### Written task A
Return each line of the records below that contains the string "negative", treating uppercase and lowercase letters as distinct.

### Extract to read
--------------------------------

What’s Ahead in the Utah State Legislature in 2025?

October 20, 2024

News

What’s Ahead in the Utah State Legislature in 2025?

NFIB hosts a Virtual Legislative Roundtable with three influential lawmakers to get a sneak peek

With Election Day 2024 nearing an end, NFIB invited three lawmakers to give us their thoughts on the issues expected to come up in the State Capitol when a new Legislature sits down for business in 2025.

Because the election was still on the top of everyone’s mind, the three legislators opened NFIB’s October 17 Virtual Legislative Roundtable with their observations on select state and federal campaigns. State Rep. Matt MacPherson had possibly the most interesting and troubling response.

 

“When I’m out and I talk to people, generally speaking, there’s a low engagement in my area,” said MacPherson. “Most people, when I ask if they’re planning to vote, I get 50/50 planning to vote. If I ask them if they are going to vote in a particular race, like who they’re going to vote for governor, honestly and sadly, many of them can’t tell me who the current governor is, and I think that’s a reflection of their disengagement in the process.”

 

The engaged, whatever percentage they may be, will elect a new Legislature on November 5, which will gather in Salt Lake City on January 21 to kick off the 2025 session, and it’s some the top issues they are preparing to grapple with that NFIB wanted to know more about.

For MacPherson, law enforcement will be a top issues. For Rep. Cory Maloy, “there’s going to be a lot of things related to the election … and hopefully some of the loud rhetoric and the divisions were seeing in our election process will start calming down.”

 

For Sen. Evan Vickers, the third guest, energy and water will be among the top issues. “The pendulum is kind of swinging. Everybody swung to that side [solar and wind], now, I think people are starting to wake up and recognize that it’s just not a steady and reliable source … that baseload hour is just not there. It creates lots of issues for the grid as well … at the end of the day, getting to a cleaner energy source, the bridge between here and there is still fossil fuels.”

 

Click here or on the arrow below to listen to the discussion, the legislative part of which starts at the 23-minute mark.

 

Other issues the three guests talked about included reform of the state’s rules for occupational licensure, a shortage of professional expertise, nuclear and geothermal power, insurance costs, and lawsuit reform.

“… when you’re dealing with 500 to 700 bills, you can’t put your thumb on every one of them, and so it is really helpful to have an organization like NFIB … that can brief us, and help us, and alert us that there is a bill that is a cause of concern.”

--------------------------------

### Records for processing
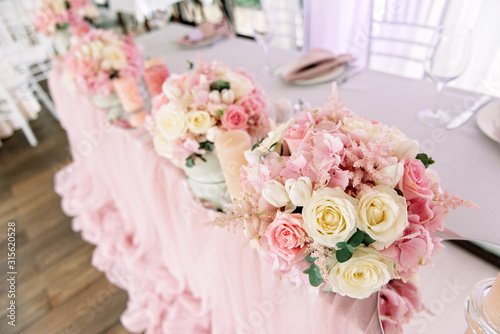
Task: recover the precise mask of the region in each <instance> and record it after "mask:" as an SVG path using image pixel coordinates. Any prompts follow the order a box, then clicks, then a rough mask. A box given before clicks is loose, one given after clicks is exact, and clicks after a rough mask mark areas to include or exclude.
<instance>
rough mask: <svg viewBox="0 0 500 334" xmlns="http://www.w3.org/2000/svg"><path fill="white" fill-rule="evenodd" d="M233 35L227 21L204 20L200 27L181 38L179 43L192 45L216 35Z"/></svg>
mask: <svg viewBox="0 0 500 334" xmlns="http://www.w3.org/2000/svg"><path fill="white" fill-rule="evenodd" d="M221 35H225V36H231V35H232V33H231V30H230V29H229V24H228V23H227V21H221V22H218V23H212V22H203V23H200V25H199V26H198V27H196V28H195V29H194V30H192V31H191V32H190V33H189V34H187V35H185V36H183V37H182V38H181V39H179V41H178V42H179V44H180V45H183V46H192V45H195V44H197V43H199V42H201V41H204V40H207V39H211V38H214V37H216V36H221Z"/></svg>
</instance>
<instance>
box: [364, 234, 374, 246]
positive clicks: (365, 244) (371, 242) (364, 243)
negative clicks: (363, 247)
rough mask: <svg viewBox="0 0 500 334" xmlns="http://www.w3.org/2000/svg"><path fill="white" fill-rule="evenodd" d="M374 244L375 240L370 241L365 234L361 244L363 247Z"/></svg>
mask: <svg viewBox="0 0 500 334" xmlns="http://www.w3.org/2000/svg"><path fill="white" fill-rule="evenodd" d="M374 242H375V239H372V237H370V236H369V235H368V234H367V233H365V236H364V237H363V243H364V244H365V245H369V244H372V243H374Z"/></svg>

--------------------------------

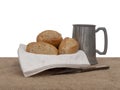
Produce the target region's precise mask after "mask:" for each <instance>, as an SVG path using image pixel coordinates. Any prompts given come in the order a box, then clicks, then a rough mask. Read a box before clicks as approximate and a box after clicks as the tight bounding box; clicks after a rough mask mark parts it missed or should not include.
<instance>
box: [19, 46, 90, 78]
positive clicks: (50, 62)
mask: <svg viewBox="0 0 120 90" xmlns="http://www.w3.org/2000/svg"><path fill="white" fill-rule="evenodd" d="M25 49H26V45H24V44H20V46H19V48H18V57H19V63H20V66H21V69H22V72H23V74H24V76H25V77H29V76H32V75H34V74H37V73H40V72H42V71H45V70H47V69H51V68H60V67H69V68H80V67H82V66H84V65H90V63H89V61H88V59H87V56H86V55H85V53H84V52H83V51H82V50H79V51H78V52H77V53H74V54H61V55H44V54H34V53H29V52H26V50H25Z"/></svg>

--------------------------------

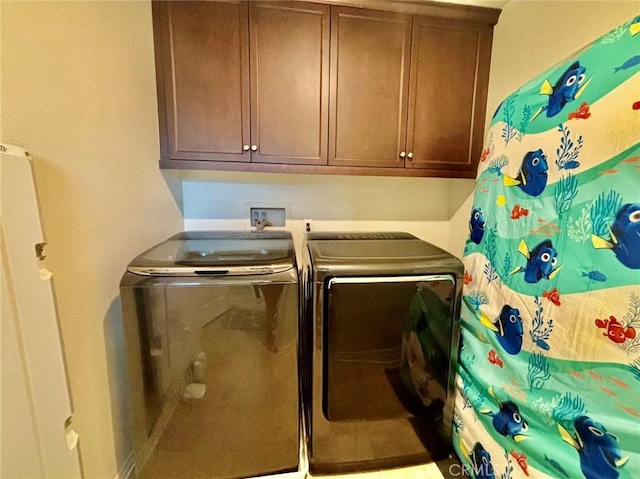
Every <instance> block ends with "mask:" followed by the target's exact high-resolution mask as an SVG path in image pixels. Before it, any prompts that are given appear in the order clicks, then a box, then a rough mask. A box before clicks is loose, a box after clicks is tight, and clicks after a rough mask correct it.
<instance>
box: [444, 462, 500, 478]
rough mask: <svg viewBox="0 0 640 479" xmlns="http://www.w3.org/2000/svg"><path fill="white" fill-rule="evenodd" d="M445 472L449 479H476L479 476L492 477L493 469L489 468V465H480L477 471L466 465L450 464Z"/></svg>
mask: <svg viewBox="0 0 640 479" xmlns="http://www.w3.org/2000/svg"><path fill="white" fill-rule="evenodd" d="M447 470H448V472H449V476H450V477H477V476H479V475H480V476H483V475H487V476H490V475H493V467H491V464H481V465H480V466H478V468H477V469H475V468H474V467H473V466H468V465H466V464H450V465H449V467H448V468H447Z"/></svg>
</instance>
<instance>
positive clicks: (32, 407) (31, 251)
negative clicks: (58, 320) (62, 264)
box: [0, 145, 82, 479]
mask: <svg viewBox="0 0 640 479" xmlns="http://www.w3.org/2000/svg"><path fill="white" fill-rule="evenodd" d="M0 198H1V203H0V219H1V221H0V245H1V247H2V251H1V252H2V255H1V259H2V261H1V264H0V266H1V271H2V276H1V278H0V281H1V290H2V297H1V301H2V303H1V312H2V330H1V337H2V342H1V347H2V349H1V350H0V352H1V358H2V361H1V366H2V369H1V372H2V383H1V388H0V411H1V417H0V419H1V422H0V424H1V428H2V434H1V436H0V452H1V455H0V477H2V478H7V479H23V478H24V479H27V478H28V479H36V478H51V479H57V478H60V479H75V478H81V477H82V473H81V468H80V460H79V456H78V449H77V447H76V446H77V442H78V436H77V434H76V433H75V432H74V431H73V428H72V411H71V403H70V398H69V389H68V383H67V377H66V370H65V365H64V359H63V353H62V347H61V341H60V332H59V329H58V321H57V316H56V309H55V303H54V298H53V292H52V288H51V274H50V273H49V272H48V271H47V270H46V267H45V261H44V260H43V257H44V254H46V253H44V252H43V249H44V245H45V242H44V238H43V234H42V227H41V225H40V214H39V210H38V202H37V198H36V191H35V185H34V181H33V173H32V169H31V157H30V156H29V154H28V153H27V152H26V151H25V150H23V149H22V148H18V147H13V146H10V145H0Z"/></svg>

--------------------------------

### Written task B
Reproduce verbatim the passage of the article on the Utah State Legislature starting at "With Election Day" and ending at "business in 2025.".

### Final answer A
negative clicks: (363, 247)
negative clicks: (58, 320) (62, 264)

### Final answer B
With Election Day 2024 nearing an end, NFIB invited three lawmakers to give us their thoughts on the issues expected to come up in the State Capitol when a new Legislature sits down for business in 2025.